ABOUT THIS TASK. Retype, without changes or pictures, only the lines that begin at the one containing "Return one point per instance of the grass pitch" and end at the last line of the records that follow.

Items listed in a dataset
Content starts
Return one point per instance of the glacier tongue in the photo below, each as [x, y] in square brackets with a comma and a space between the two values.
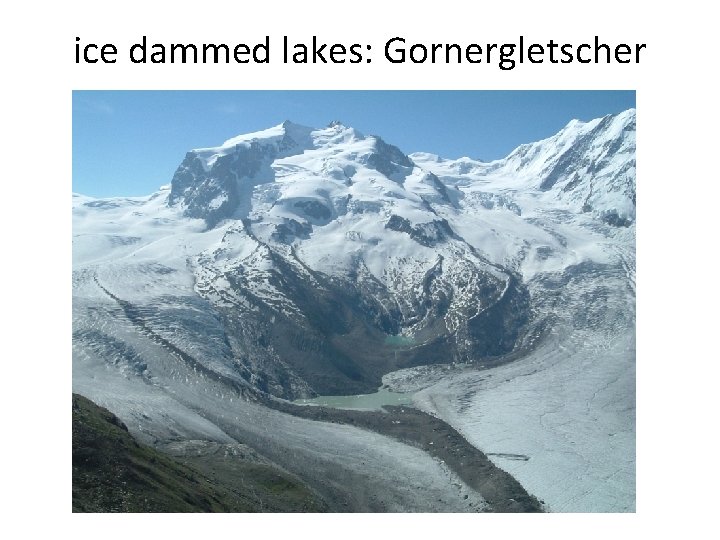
[289, 261]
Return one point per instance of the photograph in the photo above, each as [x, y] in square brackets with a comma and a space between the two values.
[354, 301]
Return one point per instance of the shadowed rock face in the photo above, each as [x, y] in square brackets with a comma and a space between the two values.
[329, 333]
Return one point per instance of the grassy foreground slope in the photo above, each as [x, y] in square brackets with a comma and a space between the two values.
[114, 473]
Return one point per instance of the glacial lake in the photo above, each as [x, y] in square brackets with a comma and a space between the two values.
[363, 402]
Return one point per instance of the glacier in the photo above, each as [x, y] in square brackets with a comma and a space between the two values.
[283, 264]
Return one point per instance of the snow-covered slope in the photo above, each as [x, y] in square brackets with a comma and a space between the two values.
[297, 261]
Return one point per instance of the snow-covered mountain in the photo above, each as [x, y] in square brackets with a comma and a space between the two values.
[298, 261]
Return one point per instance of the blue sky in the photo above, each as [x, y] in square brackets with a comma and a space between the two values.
[130, 142]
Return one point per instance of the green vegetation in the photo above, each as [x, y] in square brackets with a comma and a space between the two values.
[112, 472]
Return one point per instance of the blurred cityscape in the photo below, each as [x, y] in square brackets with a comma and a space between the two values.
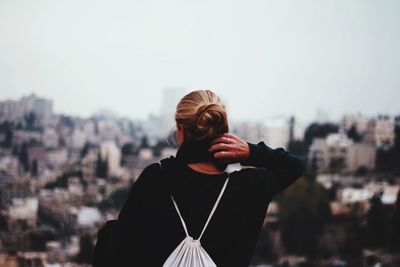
[62, 177]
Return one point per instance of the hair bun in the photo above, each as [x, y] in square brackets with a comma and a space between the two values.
[202, 114]
[210, 122]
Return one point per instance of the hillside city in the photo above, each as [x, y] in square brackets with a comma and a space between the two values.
[62, 177]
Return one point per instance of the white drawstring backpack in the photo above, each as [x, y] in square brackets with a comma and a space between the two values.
[190, 253]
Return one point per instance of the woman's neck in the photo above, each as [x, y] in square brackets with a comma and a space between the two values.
[205, 167]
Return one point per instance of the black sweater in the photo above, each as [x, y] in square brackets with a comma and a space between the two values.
[151, 228]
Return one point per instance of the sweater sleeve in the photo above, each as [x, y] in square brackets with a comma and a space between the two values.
[277, 168]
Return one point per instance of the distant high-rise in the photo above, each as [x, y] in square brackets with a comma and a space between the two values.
[12, 109]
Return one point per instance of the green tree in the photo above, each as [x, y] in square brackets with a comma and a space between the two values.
[23, 157]
[303, 211]
[376, 222]
[86, 249]
[34, 168]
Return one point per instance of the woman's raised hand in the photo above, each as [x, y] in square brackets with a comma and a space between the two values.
[229, 148]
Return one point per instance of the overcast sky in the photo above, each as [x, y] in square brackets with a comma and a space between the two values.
[266, 58]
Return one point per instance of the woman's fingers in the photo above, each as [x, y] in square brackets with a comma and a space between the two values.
[225, 138]
[219, 146]
[225, 155]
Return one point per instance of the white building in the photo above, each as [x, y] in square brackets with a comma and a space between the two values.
[109, 150]
[380, 131]
[338, 147]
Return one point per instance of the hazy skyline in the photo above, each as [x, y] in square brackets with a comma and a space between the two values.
[266, 58]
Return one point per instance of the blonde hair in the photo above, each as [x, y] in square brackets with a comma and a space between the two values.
[202, 115]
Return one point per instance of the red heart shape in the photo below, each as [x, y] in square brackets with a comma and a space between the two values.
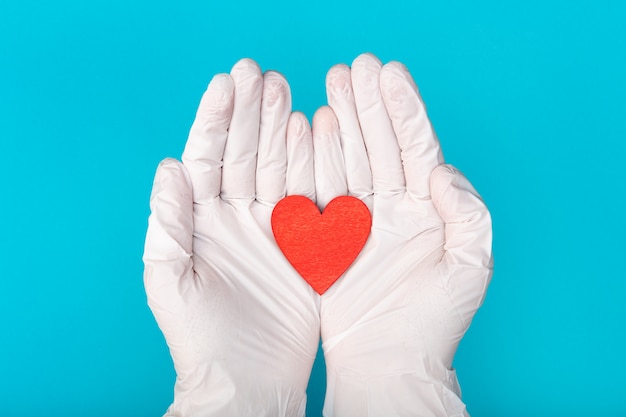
[321, 246]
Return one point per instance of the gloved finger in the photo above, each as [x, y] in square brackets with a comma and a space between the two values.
[341, 100]
[300, 171]
[205, 146]
[380, 141]
[168, 247]
[419, 145]
[468, 222]
[272, 153]
[330, 173]
[238, 172]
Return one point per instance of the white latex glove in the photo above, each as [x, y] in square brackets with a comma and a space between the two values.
[242, 327]
[392, 323]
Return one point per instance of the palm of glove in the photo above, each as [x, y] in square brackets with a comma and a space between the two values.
[391, 325]
[241, 326]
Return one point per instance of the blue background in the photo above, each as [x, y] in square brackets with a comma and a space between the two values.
[528, 99]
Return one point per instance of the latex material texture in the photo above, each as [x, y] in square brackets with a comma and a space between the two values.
[391, 325]
[241, 325]
[321, 246]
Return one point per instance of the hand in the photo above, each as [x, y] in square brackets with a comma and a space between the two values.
[391, 325]
[242, 327]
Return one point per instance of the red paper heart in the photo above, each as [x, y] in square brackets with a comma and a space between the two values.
[321, 246]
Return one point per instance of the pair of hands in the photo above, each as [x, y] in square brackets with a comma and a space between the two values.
[241, 325]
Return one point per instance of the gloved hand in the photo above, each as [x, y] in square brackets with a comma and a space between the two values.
[392, 323]
[242, 327]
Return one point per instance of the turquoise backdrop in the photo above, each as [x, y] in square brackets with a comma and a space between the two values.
[528, 99]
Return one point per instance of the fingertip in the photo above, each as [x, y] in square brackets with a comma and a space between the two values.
[170, 175]
[246, 65]
[366, 59]
[298, 126]
[275, 89]
[338, 78]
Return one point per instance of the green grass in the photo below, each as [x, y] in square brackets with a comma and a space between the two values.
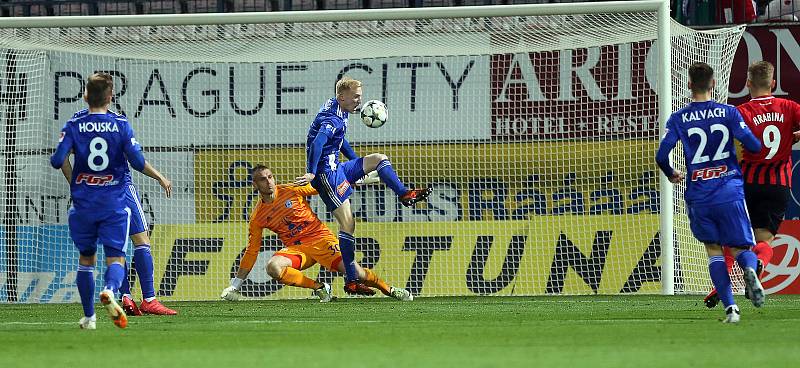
[592, 331]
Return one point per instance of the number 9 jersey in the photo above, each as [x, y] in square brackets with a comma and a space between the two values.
[101, 142]
[706, 130]
[774, 121]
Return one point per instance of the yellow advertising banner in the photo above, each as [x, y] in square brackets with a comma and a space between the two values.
[472, 182]
[602, 254]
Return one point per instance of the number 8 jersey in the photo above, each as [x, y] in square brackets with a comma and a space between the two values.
[706, 130]
[774, 121]
[100, 142]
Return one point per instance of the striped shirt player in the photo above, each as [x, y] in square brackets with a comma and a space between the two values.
[768, 173]
[285, 210]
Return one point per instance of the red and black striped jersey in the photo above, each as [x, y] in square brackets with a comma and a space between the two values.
[773, 121]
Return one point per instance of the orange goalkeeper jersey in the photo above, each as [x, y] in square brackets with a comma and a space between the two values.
[289, 216]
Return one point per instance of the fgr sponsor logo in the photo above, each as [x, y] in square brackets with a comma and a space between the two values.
[781, 274]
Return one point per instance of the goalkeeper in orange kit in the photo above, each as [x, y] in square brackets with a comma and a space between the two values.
[284, 210]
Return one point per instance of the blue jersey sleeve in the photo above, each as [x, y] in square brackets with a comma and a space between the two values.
[348, 150]
[315, 152]
[133, 150]
[743, 133]
[668, 142]
[63, 149]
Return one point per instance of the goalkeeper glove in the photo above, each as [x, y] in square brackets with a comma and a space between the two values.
[230, 294]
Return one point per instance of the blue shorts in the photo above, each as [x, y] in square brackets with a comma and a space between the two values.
[726, 224]
[334, 186]
[134, 202]
[110, 227]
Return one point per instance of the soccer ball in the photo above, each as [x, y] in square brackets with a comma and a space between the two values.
[374, 114]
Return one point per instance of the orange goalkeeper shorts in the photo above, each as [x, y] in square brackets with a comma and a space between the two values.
[324, 251]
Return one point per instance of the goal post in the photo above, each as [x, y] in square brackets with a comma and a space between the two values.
[536, 125]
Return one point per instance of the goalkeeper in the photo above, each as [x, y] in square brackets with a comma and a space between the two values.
[285, 210]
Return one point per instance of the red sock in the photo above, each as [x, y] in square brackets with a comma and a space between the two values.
[763, 251]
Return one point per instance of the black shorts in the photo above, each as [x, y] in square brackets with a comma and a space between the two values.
[766, 204]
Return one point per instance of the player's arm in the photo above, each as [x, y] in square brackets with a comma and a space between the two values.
[347, 150]
[165, 183]
[66, 169]
[132, 149]
[231, 293]
[668, 142]
[743, 133]
[304, 190]
[796, 125]
[63, 149]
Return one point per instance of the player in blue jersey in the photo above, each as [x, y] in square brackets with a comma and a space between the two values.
[332, 179]
[142, 258]
[714, 186]
[103, 145]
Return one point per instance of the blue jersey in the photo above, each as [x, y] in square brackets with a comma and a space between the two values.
[101, 143]
[705, 129]
[331, 121]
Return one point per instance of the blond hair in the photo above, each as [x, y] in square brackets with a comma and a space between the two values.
[346, 84]
[98, 89]
[760, 74]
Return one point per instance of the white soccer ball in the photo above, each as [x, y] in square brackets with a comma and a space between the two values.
[374, 114]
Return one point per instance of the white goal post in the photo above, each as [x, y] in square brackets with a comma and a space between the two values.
[536, 125]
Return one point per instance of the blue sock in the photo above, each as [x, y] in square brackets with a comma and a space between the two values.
[746, 259]
[348, 249]
[85, 282]
[114, 275]
[389, 177]
[125, 288]
[721, 279]
[143, 261]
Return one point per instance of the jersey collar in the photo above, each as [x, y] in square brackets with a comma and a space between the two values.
[762, 98]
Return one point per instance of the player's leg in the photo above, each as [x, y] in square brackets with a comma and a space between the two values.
[705, 229]
[767, 206]
[143, 263]
[285, 265]
[380, 163]
[335, 190]
[738, 235]
[347, 245]
[113, 234]
[142, 260]
[83, 232]
[371, 279]
[84, 280]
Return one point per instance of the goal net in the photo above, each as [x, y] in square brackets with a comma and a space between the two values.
[535, 125]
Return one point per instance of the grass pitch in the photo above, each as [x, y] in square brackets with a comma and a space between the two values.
[590, 331]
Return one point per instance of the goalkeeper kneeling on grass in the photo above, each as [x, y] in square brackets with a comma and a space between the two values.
[284, 210]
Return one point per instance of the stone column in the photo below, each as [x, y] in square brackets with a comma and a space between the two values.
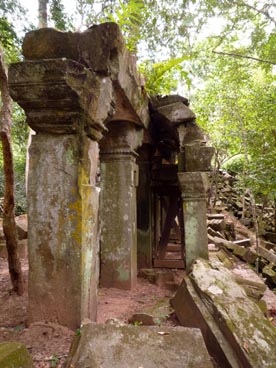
Content ends
TASK ANSWER.
Return one point per instance of the grass pitch in the photo above, each as [x, y] in square brackets with a comma and a space between the two values.
[590, 331]
Return one point per instance of the goalkeeper kneeling on grass in the photo above, each as [x, y] in square brackets with a comma and a space between the two values.
[284, 210]
Return one point per instance of the stone column in the photo below, each as [x, y] in square brackets with a comma and a space between the two values.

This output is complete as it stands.